TEXT:
+++
Hospital-at-home programs can reduce healthcare costs by as much as 30% and provide better outcomes, especially for patients at risk of hospital-acquired infections or who find the hospital setting highly stressful. In a 2022 survey, 80% of hospitals have plans for offering hospital-at-home services.

So what do nurses need to know about this burgeoning and effective new model of care?

This guide explains hospital-at-home for nurses, how it can affect nursing education and careers, and what you need to know today to be ready. Explore more about this potential transformation today.

Hospital-at-Home: How It Works and the Nursing Role

Hospital-at-home provides care for patients with conditions serious enough to require professional treatment and monitoring without the need to be physically present in a hospital. Typical use cases include recovering from a procedure, accident, or conditions such as dehydration, deep-vein thrombosis, or urinary tract infections.
+++
COLLECTED MATERIAL:
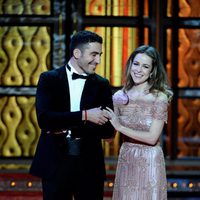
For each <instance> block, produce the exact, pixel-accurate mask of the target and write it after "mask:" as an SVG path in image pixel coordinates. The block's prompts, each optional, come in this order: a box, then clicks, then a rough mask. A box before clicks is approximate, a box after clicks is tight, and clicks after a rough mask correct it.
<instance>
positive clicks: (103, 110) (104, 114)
+++
INSTRUCTIONS FOR THE TASK:
List every typical use case for hospital-at-home that the text names. Work only from the text about hospital-at-home; leave the data aside.

SOLUTION TO THIS PROBLEM:
- Recovering from a procedure
- Recovering from an accident
- Dehydration
- Deep-vein thrombosis
- Urinary tract infections